:: RECORDS PROVIDED ::
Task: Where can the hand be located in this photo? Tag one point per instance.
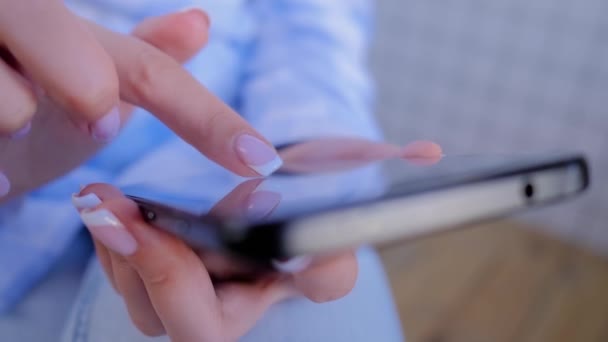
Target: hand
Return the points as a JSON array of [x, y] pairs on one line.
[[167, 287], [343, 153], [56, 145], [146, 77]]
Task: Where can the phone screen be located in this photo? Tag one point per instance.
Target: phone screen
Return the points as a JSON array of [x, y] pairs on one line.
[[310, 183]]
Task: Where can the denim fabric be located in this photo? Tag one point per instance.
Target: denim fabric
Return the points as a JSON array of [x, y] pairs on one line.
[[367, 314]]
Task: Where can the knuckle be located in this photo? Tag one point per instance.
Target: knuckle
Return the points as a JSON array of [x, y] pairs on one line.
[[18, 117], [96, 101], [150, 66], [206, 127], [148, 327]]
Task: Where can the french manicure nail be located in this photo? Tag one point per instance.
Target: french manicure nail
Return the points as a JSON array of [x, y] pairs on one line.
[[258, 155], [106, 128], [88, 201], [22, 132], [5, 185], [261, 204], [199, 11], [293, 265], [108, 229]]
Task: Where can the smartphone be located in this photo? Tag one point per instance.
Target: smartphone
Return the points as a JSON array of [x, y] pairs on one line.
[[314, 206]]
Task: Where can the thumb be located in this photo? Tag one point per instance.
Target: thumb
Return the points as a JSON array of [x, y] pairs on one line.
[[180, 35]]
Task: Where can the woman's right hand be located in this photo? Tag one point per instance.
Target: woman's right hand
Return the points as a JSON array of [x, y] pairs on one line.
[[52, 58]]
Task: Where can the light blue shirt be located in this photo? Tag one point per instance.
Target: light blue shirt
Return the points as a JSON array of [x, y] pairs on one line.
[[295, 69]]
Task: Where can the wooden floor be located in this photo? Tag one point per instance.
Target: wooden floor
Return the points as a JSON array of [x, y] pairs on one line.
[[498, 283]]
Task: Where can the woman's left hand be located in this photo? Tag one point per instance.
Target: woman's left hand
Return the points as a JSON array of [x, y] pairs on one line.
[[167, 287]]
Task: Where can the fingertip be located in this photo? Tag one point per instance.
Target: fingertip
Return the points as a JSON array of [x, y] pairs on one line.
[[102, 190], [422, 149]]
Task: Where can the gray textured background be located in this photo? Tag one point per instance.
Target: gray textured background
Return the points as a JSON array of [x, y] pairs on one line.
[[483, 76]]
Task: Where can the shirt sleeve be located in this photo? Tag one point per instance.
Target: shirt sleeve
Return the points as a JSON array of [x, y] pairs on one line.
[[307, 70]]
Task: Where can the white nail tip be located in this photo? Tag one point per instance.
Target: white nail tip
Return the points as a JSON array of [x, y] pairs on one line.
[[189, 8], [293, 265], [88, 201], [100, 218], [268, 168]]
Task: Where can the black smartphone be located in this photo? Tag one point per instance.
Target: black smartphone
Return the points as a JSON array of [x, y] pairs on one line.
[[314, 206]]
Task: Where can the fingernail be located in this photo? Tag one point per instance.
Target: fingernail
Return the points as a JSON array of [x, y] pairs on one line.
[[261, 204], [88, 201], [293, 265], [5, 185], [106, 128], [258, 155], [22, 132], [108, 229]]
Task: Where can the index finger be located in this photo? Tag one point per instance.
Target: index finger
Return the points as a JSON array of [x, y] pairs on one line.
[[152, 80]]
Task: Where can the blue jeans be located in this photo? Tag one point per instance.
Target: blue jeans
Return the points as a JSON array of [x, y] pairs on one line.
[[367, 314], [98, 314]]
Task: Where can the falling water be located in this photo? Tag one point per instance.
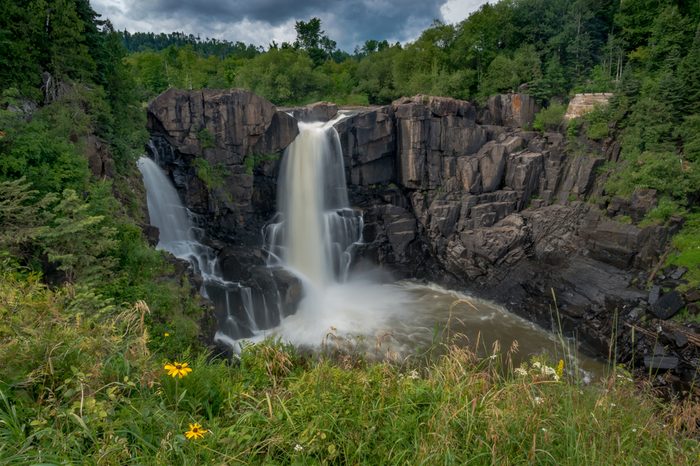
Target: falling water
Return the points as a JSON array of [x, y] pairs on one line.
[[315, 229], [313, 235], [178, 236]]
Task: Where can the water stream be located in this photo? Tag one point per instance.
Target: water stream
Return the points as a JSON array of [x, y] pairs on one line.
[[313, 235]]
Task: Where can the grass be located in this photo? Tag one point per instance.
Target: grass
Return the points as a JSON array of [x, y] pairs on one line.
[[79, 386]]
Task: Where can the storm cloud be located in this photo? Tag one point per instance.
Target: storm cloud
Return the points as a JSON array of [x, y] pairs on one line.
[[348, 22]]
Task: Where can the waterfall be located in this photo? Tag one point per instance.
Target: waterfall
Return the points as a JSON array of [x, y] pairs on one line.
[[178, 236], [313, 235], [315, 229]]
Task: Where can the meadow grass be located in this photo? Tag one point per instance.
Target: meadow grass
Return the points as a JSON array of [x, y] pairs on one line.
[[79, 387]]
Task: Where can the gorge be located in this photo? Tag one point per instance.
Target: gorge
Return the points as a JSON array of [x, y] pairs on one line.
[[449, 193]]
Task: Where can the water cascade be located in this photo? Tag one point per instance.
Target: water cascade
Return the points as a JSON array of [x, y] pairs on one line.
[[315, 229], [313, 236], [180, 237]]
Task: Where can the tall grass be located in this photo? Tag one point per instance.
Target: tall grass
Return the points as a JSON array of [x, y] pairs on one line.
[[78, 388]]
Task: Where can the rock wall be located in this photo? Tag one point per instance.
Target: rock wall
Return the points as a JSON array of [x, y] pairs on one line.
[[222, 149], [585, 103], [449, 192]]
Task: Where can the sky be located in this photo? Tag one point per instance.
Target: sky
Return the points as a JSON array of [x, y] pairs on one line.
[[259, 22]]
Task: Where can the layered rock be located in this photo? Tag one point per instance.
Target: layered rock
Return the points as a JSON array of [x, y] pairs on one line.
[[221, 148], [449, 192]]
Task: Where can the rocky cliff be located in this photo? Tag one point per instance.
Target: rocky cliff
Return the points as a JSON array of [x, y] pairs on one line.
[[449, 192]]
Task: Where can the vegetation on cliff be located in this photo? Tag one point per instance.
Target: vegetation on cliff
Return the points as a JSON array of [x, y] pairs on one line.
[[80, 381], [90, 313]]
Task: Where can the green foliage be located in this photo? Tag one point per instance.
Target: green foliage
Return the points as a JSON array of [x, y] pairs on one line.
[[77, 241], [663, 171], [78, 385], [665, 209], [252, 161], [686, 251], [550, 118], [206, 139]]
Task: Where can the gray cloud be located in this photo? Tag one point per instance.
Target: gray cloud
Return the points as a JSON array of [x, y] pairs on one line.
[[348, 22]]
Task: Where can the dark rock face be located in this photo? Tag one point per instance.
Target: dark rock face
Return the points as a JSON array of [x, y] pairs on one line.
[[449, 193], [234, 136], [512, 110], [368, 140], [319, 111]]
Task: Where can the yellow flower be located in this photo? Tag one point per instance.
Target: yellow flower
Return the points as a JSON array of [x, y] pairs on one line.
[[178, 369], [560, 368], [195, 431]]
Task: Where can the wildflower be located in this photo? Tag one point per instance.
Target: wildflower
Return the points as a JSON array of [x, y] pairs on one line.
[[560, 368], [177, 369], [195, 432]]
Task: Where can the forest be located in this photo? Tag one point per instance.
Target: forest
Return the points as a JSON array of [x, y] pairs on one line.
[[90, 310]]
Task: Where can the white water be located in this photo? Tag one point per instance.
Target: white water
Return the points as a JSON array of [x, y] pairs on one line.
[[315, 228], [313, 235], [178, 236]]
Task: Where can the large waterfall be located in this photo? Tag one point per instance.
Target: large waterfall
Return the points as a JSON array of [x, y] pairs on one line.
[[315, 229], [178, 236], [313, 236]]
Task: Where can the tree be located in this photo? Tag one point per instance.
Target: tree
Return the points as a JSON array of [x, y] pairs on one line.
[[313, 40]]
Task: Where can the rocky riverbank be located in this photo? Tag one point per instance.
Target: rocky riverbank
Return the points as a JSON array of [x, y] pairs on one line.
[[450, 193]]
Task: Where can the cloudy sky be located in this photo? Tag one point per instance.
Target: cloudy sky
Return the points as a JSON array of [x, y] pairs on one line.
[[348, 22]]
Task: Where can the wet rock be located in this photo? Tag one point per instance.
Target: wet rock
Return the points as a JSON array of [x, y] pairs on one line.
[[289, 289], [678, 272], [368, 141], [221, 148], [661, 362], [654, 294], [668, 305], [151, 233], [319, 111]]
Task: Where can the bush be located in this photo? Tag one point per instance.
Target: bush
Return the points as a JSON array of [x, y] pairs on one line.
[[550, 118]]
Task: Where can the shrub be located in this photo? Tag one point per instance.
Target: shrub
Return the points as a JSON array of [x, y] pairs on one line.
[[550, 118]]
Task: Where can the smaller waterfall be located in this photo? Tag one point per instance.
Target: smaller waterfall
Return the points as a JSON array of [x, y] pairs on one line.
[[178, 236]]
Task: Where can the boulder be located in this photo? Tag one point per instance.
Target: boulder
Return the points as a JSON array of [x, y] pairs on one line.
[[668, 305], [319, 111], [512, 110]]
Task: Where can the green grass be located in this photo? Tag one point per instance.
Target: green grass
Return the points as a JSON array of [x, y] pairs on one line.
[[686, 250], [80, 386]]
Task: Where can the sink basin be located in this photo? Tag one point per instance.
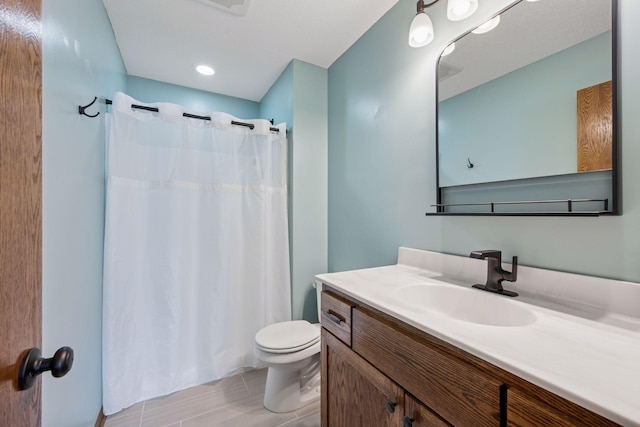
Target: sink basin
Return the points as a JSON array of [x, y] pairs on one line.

* * *

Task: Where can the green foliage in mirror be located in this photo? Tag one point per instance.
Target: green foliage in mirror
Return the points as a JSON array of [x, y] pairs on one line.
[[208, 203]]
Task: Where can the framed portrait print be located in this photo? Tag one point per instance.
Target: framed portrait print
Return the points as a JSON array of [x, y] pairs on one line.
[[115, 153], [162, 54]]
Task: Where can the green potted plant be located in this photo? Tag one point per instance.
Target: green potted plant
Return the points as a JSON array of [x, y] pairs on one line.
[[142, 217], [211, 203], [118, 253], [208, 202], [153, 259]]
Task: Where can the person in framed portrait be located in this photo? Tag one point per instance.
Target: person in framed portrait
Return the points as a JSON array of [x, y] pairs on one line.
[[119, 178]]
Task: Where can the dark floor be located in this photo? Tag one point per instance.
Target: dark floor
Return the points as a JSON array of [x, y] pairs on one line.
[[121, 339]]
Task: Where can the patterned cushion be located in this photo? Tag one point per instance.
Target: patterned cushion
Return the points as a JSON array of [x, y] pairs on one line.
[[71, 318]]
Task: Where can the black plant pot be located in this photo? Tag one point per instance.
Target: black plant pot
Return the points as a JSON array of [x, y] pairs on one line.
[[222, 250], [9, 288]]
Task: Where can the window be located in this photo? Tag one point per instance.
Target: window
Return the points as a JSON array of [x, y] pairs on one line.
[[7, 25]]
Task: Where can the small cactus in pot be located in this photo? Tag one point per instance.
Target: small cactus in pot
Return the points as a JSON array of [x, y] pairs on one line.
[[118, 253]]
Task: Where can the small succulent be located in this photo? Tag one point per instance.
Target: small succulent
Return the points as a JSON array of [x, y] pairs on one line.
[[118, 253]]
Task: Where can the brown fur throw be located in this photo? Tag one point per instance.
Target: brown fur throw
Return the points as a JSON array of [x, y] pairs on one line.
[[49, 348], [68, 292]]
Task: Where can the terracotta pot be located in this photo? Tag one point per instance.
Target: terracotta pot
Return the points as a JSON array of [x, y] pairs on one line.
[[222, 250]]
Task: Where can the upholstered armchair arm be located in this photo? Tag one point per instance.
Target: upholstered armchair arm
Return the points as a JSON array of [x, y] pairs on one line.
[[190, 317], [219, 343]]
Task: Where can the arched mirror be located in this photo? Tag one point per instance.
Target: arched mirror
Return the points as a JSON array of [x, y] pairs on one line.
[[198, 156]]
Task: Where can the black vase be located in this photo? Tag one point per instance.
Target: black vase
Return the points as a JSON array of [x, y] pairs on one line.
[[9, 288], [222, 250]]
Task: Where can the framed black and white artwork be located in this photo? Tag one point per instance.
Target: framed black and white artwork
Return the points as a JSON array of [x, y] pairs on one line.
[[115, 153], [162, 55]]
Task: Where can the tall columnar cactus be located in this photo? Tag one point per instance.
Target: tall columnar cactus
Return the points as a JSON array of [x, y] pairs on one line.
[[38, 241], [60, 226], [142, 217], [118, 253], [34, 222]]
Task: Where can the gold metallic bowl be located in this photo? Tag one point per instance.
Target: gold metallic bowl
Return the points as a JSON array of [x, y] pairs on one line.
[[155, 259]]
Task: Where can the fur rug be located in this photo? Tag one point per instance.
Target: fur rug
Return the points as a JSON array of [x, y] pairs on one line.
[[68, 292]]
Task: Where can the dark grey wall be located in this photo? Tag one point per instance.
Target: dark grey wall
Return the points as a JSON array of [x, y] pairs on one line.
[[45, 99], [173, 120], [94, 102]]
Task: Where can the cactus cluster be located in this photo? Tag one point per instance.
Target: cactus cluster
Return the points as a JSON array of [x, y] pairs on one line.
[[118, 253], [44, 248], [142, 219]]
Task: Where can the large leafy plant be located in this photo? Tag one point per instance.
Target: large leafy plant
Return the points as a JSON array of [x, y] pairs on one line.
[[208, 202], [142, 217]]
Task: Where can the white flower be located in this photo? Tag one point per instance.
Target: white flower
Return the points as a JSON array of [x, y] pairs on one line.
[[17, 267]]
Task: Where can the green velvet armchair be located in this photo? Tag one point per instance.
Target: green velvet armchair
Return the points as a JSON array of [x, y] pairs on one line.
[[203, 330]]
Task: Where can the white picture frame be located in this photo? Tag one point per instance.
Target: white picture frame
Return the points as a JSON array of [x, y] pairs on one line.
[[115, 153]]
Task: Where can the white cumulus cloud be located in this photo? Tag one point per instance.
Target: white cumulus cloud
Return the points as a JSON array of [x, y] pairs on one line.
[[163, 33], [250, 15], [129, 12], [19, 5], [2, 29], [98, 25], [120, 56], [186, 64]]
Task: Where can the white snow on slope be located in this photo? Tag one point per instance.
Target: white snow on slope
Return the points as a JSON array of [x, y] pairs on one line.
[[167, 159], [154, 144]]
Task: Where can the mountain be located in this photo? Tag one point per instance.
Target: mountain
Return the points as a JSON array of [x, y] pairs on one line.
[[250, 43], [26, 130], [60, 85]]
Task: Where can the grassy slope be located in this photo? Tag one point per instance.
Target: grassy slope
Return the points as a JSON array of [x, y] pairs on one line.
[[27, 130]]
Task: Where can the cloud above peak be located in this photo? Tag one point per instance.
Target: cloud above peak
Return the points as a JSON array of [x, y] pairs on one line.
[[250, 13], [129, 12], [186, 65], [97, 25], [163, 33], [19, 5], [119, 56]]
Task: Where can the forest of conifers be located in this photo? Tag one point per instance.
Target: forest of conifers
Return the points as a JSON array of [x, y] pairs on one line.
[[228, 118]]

* * *

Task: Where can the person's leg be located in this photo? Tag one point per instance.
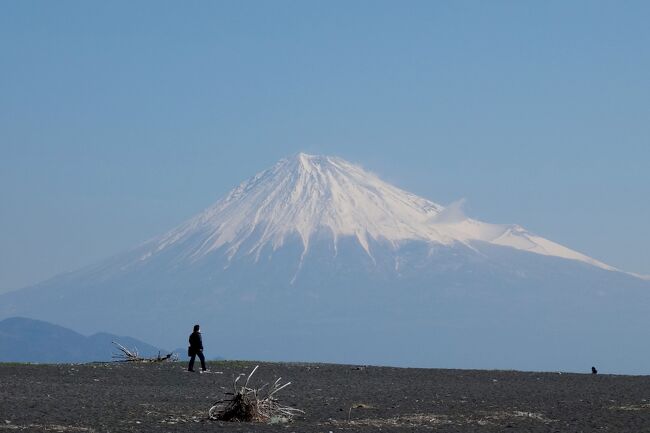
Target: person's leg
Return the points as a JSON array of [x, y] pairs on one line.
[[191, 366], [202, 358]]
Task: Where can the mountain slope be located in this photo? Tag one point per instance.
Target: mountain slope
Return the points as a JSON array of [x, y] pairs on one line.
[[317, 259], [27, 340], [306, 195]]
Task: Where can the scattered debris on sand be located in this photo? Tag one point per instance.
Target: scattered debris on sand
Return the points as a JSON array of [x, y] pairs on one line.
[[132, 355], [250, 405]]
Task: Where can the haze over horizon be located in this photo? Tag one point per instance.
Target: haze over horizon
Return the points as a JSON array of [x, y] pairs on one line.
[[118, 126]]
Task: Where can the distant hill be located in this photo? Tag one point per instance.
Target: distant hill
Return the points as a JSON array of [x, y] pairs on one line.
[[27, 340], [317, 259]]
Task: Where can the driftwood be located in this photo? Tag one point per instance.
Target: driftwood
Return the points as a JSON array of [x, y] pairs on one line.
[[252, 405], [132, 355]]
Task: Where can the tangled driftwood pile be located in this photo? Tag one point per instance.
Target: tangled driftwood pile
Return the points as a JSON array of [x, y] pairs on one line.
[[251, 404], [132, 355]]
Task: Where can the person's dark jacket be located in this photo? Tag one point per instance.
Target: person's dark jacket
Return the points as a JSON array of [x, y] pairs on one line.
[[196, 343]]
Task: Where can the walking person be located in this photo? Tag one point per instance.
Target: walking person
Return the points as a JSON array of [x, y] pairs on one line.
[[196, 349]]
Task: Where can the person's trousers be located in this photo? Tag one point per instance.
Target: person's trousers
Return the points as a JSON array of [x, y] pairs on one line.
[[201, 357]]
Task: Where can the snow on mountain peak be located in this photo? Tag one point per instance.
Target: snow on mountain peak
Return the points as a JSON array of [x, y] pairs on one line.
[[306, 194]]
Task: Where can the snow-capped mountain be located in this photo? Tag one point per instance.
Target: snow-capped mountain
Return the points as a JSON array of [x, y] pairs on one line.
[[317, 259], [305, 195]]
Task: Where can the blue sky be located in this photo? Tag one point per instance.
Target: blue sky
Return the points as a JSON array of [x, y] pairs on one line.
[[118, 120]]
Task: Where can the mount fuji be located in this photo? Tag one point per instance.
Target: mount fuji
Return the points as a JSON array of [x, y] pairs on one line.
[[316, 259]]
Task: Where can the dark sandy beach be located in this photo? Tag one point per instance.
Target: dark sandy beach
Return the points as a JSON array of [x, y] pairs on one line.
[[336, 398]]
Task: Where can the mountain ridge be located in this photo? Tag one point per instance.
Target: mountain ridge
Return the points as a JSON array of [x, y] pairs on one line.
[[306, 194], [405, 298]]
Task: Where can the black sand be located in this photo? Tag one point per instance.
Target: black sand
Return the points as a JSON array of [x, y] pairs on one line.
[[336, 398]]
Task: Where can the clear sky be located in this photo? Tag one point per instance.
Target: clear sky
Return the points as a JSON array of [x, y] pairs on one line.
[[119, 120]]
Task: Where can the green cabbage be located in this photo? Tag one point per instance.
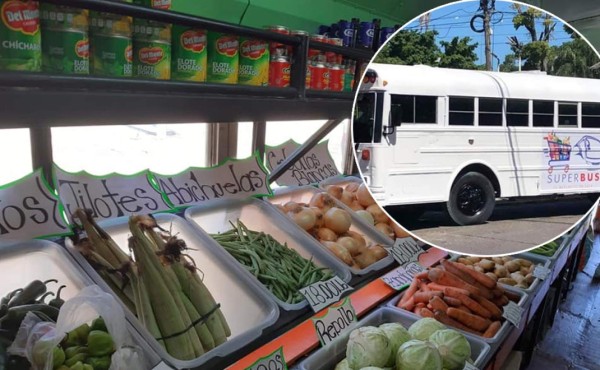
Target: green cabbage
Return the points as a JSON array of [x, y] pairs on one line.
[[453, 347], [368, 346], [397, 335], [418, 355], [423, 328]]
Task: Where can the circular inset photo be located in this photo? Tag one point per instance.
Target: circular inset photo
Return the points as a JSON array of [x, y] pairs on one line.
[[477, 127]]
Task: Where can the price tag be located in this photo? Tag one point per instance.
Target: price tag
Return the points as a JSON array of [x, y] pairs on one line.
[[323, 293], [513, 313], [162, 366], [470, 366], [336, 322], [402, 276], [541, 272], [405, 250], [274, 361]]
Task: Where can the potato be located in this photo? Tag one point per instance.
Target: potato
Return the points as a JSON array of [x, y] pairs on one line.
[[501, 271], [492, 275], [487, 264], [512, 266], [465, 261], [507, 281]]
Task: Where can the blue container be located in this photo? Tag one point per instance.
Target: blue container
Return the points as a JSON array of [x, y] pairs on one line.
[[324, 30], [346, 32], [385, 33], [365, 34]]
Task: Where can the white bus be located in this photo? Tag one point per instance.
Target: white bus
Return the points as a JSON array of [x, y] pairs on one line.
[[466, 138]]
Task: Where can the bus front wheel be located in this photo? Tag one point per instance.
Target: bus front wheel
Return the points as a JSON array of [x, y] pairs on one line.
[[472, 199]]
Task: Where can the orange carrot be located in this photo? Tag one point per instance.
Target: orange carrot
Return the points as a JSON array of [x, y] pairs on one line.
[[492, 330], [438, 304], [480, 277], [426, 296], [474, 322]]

:: TASK TO CARRY OUT ::
Starting at the line containing "Task: Where can the cactus" and ending at the line containing "56], [186, 64]]", lay out those rows as a JSON list of strings, one string per line with blank lines left out.

:: SOLUTION BELOW ::
[
  "Task: Where can the cactus cluster be located in this photo? Tag one point per instance.",
  "Target: cactus cluster",
  "Return the points as a JSON array of [x, y] pairs on one line.",
  "[[118, 253], [44, 248], [142, 219]]",
  "Task: Where can the large leafy plant be located in this photo? Tag one point per instance.",
  "Target: large leafy plant",
  "Return the points as a JSON array of [x, y] pairs on one line.",
  "[[208, 202], [142, 217]]",
  "Task: Where can the white flower be located in this photo? Tag one point per instance.",
  "Target: white flower",
  "Return the points as a JSON array of [x, y] pairs on one line.",
  "[[17, 267]]",
  "Task: Where can the green velvet armchair be located in this photo? Tag one point per instance.",
  "Target: green velvet armchair",
  "Return the points as a JSON array of [x, y] pairs on one line.",
  "[[203, 330]]",
  "Task: Where can the white picture frame be located in this photo? Tag one point per instance.",
  "Target: white picture frame",
  "Return the points as a JSON array of [x, y] pairs on one line.",
  "[[115, 153]]",
  "Task: Where can the white cumulus cloud be located in this photo? Tag one point per instance.",
  "Target: white cumulus cloud",
  "Return the points as a JSON array of [x, y] pairs on one line.",
  "[[163, 33], [250, 15], [129, 12], [19, 5], [2, 29], [98, 25], [120, 56], [186, 64]]"
]